**WHAT IS EXPECTED:**
When a line of the material has the word "vertical" in it, copy that line.

**DATA PROVIDED:**
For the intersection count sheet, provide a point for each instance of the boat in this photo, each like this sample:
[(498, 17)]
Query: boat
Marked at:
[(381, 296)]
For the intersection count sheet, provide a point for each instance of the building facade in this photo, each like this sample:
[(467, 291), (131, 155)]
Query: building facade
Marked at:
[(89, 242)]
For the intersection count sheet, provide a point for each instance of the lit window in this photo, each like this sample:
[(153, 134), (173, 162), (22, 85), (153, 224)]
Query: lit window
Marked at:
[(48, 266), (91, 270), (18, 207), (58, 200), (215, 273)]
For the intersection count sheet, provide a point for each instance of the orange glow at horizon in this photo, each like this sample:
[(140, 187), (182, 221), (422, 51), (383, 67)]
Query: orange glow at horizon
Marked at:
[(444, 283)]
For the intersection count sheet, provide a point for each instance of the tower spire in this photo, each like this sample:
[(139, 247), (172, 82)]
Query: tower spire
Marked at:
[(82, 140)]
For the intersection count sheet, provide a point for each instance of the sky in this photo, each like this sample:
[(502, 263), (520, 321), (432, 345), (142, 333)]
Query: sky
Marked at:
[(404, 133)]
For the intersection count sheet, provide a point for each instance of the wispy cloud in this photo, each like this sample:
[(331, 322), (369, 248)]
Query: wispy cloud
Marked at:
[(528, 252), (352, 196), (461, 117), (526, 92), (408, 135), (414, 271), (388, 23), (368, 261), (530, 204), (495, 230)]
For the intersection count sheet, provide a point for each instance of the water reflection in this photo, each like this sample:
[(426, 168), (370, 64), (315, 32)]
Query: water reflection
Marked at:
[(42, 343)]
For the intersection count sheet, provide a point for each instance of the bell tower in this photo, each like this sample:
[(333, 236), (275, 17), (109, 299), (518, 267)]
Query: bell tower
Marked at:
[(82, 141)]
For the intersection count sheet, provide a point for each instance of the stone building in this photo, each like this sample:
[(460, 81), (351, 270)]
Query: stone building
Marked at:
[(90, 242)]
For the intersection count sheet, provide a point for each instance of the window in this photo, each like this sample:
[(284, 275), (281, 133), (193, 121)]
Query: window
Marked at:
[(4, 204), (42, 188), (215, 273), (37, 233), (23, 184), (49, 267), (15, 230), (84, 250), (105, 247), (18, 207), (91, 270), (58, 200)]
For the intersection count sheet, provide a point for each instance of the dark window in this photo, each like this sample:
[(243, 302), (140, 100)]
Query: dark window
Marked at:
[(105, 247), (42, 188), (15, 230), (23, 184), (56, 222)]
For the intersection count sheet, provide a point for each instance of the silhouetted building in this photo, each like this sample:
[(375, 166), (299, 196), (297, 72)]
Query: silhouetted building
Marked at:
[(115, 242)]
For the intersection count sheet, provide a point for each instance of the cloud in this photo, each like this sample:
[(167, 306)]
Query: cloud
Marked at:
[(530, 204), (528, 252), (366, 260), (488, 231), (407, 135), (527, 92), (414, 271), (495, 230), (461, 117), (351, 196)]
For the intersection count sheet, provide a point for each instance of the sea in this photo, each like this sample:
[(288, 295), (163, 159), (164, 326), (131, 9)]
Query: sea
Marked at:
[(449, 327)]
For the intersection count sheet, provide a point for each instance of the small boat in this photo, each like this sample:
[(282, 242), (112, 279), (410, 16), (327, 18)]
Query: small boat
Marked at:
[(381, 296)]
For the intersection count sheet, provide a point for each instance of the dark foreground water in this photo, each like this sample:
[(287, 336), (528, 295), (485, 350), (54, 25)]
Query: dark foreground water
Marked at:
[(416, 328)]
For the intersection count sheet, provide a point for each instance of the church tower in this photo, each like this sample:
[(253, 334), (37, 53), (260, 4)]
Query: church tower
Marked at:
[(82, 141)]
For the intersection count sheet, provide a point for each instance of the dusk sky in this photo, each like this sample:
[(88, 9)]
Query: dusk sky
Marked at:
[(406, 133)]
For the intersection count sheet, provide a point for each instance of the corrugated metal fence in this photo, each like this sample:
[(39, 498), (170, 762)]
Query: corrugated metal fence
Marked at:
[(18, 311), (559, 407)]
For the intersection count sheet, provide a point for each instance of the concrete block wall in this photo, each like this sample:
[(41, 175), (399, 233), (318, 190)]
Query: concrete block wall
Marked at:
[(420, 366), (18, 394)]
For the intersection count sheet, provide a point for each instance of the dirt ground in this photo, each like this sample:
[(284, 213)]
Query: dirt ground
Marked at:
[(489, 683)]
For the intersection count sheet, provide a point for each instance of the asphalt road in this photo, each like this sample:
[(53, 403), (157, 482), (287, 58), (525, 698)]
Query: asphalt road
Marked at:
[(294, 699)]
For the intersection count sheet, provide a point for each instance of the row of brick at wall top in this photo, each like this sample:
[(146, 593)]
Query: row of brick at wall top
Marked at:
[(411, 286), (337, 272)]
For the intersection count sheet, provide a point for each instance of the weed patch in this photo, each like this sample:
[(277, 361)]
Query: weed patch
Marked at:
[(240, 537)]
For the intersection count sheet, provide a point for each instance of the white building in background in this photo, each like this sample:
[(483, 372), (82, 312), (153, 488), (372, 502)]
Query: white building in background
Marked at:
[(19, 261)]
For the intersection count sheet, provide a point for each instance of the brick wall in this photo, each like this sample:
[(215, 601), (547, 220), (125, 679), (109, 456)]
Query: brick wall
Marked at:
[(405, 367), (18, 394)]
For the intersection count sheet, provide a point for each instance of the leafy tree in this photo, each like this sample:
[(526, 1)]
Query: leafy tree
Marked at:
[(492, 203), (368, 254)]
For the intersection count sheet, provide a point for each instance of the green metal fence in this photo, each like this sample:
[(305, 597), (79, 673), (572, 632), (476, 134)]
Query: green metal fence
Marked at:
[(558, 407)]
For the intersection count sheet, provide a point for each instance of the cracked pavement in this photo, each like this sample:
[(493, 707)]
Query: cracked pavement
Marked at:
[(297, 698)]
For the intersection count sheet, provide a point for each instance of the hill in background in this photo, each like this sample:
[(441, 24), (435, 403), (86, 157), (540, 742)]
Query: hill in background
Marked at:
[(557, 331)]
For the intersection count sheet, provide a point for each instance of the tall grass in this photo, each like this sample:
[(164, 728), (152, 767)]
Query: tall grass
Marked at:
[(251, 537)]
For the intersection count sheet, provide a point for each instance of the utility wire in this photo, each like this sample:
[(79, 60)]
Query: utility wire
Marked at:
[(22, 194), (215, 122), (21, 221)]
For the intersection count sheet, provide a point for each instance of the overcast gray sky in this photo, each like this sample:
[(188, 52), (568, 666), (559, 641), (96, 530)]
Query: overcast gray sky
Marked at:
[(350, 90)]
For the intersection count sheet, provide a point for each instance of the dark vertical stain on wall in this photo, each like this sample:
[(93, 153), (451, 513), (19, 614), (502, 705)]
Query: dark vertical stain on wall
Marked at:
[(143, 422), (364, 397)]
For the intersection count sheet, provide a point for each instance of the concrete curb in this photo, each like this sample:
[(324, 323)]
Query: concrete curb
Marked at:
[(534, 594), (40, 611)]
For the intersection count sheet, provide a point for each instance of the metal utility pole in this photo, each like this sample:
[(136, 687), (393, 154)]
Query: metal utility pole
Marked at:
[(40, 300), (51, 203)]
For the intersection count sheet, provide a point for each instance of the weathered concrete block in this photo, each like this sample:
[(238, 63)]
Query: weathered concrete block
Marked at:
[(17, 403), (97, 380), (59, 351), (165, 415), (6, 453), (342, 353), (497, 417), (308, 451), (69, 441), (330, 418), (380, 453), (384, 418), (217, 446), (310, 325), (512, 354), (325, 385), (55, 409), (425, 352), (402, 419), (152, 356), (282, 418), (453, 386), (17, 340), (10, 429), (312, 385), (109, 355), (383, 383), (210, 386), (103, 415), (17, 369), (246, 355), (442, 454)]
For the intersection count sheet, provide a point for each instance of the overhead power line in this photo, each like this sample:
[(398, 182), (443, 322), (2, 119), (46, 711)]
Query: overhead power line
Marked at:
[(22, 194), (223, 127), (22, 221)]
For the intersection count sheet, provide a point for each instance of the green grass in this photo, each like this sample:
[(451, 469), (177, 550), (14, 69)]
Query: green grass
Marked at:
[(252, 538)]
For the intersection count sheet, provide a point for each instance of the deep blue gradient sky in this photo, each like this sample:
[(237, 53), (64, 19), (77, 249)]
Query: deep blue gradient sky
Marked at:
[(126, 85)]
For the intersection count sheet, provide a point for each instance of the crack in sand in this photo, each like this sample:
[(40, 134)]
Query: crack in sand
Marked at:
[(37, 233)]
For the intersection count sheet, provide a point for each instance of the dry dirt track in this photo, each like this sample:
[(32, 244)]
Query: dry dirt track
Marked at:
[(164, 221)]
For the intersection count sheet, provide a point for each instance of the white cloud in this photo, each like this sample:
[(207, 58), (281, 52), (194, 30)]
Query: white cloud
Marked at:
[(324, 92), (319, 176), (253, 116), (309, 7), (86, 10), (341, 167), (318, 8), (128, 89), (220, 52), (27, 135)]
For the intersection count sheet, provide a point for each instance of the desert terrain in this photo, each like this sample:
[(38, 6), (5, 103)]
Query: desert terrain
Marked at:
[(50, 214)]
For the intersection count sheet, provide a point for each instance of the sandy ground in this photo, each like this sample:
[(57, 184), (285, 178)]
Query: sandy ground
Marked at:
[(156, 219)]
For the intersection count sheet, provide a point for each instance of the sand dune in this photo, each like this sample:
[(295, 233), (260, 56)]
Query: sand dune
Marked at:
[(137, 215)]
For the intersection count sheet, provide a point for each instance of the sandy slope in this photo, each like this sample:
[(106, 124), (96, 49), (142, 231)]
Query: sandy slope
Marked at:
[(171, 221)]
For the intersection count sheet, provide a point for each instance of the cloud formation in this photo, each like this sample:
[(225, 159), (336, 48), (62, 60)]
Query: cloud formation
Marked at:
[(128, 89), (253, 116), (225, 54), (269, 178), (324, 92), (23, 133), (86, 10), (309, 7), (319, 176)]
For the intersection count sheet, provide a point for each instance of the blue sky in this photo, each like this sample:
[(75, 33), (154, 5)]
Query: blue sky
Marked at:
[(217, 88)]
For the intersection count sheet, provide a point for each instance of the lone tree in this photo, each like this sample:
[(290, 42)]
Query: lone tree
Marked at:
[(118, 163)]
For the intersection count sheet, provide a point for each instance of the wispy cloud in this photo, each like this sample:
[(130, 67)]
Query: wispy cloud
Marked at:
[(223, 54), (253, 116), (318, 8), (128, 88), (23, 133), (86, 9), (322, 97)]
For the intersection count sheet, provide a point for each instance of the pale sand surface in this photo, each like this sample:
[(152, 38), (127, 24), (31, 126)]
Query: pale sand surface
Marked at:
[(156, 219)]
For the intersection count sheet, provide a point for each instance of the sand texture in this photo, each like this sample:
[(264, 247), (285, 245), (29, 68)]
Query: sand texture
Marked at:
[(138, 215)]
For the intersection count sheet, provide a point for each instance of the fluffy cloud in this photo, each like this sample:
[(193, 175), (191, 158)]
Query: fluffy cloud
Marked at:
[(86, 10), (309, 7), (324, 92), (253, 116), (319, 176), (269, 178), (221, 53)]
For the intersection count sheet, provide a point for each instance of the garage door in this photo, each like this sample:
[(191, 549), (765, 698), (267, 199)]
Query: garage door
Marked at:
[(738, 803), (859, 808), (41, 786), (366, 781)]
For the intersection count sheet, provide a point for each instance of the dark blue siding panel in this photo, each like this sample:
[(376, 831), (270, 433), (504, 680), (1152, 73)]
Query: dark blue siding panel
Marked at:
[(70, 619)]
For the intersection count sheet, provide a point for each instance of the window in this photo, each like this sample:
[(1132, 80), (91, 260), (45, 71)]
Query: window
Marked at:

**ANSWER AREA:**
For the intersection count sheet, provide a point for each instance of the dark vertical stain on wall in this photo, each like this sample:
Query: dark vertical stain on wall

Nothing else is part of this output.